● **Information provided**
···
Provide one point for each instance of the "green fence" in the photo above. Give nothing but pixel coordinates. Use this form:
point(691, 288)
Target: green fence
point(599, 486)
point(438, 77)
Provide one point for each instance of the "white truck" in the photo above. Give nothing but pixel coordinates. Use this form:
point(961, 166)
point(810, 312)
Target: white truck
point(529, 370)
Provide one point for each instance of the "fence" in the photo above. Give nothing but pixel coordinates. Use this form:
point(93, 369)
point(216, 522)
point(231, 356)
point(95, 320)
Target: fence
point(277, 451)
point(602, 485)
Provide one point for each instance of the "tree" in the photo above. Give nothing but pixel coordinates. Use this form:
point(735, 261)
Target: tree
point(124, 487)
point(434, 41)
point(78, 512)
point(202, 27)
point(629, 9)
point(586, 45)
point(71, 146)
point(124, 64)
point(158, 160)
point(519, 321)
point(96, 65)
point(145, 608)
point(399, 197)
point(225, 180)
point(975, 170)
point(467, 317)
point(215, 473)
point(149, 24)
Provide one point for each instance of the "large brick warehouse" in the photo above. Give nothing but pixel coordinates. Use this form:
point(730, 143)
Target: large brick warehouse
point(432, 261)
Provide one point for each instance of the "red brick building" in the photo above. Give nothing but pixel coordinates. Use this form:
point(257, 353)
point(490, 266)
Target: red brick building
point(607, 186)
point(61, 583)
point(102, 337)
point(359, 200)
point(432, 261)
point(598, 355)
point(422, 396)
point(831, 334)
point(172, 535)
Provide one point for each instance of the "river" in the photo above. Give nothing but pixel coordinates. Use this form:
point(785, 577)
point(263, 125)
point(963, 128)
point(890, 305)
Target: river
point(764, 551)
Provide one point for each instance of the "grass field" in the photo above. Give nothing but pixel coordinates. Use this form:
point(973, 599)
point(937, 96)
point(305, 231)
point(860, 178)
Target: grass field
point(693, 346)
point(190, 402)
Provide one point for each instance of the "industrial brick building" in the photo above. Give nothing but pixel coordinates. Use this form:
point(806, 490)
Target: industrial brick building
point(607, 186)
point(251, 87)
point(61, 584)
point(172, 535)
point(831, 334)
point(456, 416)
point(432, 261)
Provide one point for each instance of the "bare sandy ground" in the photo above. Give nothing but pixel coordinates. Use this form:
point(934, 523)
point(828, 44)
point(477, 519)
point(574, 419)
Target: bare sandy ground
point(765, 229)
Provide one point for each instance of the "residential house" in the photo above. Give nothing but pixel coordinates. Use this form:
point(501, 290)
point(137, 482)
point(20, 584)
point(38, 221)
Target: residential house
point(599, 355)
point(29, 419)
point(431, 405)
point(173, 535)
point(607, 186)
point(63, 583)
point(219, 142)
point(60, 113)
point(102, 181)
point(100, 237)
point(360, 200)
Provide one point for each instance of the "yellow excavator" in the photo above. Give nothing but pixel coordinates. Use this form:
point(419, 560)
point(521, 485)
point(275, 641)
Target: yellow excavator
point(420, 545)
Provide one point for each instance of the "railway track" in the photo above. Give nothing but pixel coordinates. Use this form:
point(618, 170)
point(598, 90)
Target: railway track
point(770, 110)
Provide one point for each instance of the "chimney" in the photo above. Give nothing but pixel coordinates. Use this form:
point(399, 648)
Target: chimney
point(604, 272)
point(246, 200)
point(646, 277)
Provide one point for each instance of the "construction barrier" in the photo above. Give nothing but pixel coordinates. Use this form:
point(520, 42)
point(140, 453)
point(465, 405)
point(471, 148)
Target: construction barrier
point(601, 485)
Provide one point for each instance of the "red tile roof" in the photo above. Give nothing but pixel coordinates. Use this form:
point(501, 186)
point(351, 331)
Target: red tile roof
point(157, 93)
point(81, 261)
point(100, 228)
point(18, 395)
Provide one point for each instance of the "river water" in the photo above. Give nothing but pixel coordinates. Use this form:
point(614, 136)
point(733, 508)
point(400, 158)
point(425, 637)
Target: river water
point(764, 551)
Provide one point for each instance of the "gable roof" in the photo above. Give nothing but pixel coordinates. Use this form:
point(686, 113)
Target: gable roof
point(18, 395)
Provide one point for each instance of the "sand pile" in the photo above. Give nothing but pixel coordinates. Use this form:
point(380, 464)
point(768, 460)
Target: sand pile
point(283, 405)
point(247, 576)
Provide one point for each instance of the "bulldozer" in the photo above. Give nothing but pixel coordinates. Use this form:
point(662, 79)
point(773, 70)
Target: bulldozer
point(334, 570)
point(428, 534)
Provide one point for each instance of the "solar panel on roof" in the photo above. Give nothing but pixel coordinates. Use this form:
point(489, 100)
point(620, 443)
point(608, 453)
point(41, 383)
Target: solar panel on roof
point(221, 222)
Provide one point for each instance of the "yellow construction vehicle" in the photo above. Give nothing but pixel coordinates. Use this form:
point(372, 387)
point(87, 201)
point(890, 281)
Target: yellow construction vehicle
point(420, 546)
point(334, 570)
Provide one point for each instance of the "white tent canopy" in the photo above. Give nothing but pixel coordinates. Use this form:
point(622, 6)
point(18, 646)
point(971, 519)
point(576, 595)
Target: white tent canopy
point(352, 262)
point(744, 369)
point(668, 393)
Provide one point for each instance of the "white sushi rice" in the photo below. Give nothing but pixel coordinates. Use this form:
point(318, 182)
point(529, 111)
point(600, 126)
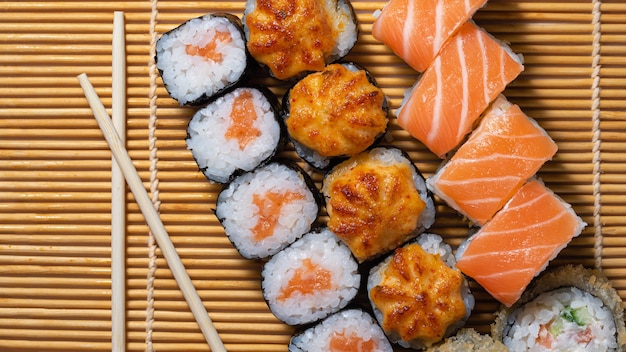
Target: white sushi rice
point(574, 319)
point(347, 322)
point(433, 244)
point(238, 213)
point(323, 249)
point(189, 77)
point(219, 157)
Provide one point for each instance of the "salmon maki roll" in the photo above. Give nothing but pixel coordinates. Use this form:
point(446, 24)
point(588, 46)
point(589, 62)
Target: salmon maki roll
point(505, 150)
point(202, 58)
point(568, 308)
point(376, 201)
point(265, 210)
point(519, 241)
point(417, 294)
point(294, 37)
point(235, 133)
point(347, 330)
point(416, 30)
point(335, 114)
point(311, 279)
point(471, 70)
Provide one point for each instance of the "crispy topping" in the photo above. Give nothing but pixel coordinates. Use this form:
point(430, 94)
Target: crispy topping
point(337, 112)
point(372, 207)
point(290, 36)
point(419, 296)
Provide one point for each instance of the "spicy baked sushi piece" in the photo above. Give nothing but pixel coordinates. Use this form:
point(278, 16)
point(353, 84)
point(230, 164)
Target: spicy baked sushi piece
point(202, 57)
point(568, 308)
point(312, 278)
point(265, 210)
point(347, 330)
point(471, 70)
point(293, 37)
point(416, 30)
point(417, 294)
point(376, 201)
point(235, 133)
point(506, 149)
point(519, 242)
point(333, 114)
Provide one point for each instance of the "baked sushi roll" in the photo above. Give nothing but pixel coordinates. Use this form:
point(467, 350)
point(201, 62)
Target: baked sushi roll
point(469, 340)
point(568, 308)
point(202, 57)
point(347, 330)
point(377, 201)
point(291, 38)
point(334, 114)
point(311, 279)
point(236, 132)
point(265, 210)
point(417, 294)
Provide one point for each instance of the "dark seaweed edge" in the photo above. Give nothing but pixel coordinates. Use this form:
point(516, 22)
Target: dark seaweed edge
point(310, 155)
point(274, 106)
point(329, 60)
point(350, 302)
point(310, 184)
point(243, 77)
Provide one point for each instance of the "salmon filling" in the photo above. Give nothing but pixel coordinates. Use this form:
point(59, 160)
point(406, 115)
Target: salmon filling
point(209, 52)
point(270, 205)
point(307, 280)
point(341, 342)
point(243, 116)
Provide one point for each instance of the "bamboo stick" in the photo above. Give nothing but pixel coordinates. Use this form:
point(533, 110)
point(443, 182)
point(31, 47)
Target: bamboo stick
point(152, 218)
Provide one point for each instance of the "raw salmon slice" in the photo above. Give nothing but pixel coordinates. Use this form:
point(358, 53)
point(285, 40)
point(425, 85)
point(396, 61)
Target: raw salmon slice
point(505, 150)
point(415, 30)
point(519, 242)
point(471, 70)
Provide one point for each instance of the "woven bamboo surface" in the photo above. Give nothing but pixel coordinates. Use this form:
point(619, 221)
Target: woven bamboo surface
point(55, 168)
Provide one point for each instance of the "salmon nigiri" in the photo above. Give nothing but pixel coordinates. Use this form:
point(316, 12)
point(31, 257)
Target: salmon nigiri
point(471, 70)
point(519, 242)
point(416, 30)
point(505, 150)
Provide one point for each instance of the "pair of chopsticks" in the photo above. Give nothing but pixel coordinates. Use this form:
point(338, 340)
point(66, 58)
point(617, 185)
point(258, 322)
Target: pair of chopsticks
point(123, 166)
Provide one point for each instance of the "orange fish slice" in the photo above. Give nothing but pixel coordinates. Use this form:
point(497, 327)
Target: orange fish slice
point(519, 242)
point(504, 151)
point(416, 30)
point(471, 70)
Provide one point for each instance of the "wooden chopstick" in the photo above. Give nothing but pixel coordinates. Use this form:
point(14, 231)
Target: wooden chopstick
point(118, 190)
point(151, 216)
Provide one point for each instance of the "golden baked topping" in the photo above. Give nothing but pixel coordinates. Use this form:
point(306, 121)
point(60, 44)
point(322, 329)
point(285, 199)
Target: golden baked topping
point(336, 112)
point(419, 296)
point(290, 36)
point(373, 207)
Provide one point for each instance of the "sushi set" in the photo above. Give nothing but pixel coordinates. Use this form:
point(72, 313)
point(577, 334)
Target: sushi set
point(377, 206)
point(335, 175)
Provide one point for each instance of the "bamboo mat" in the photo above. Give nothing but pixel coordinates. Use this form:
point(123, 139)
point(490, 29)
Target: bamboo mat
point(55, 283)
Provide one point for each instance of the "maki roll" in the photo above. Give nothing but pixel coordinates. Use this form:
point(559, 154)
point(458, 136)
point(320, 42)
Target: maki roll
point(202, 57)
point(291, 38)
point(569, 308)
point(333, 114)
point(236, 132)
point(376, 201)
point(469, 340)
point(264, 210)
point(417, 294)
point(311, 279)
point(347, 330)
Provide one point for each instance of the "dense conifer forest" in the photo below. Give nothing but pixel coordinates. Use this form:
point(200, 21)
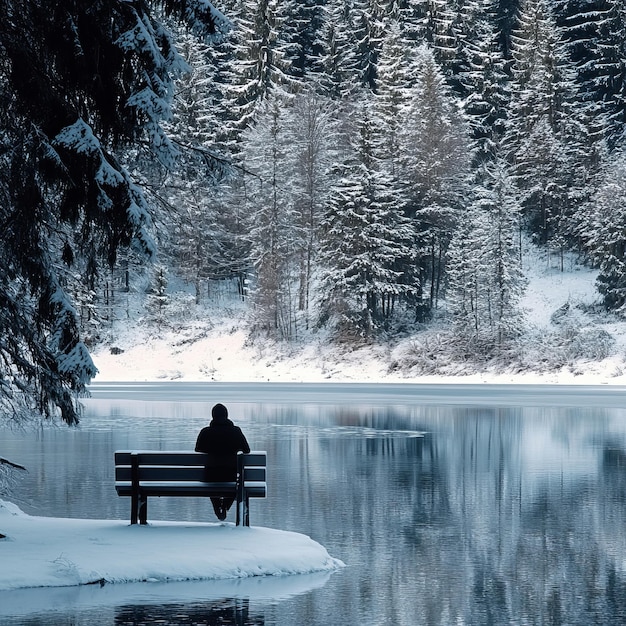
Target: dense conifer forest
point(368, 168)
···
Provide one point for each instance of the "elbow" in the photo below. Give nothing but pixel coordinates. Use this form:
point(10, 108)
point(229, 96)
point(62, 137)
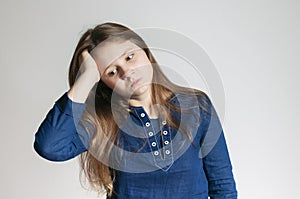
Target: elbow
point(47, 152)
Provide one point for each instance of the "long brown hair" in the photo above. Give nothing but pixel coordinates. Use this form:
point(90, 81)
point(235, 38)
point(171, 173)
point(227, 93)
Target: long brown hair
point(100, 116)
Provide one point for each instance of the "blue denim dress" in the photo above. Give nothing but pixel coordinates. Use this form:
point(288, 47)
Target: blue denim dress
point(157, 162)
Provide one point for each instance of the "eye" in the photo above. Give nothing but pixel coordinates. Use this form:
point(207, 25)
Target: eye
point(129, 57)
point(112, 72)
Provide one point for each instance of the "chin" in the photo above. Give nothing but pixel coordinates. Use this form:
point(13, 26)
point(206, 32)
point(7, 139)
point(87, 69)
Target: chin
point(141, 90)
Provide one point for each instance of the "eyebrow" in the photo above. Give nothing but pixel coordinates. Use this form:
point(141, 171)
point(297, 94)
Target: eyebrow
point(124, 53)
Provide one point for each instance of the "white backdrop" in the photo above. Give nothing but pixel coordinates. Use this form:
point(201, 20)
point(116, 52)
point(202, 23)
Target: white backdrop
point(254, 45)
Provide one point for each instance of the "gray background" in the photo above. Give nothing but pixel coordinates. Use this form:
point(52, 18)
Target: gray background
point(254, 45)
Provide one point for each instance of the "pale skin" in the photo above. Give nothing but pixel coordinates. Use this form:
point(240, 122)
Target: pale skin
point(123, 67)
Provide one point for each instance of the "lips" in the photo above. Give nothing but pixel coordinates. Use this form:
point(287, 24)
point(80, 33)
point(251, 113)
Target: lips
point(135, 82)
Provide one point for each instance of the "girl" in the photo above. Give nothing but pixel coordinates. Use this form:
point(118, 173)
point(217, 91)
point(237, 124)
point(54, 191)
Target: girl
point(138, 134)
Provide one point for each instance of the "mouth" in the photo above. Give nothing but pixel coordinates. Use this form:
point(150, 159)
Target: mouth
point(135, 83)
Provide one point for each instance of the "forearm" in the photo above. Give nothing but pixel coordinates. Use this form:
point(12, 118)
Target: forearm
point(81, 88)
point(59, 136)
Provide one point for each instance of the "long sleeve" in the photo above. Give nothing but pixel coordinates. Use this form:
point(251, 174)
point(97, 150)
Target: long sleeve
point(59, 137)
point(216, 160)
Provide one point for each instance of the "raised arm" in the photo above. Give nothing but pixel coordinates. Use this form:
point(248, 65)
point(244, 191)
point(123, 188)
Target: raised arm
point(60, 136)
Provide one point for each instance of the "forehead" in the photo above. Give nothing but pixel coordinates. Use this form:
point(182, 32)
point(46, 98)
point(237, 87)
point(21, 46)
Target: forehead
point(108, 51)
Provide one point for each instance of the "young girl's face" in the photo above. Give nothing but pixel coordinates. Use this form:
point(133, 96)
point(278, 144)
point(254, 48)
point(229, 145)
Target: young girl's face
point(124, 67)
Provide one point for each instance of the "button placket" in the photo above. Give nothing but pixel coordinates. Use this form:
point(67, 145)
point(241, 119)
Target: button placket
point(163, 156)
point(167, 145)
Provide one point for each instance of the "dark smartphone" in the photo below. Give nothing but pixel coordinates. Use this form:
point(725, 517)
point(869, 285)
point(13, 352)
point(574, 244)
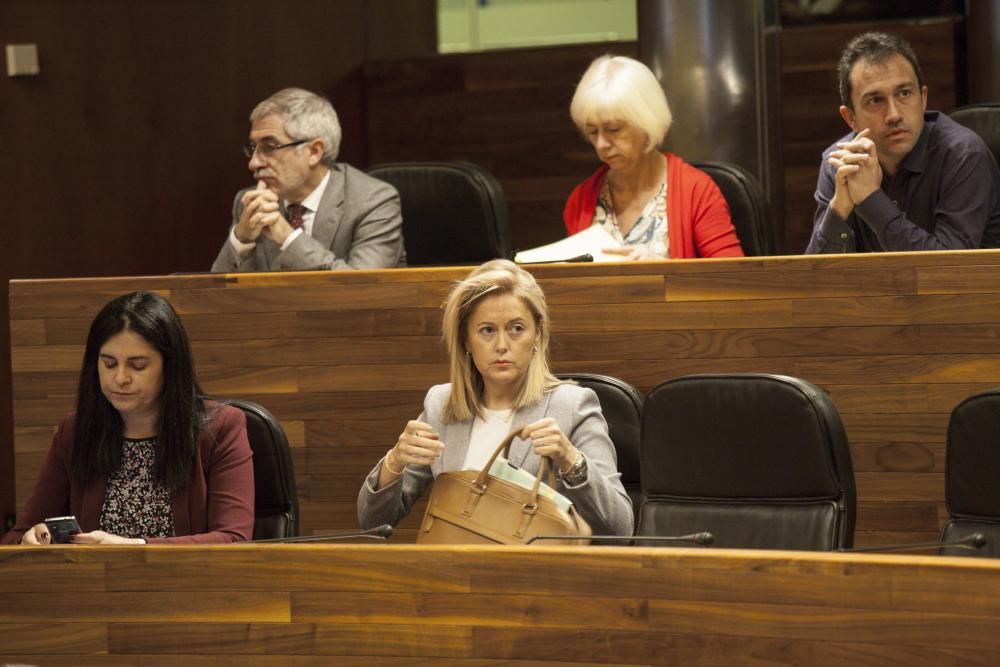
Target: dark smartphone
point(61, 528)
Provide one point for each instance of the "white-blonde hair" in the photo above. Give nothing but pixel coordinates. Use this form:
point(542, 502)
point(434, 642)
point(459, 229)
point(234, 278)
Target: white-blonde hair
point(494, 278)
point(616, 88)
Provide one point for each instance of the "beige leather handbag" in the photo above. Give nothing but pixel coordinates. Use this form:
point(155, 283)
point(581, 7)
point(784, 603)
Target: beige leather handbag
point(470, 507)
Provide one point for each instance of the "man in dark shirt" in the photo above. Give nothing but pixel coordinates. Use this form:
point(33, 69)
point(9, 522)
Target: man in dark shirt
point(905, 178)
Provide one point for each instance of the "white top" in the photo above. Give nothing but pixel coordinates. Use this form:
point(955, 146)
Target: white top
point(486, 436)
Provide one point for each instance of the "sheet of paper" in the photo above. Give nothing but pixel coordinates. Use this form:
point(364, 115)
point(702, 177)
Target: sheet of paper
···
● **What is required**
Count the lines above that contain the word "beige", and reply with only that number.

● **Task output**
2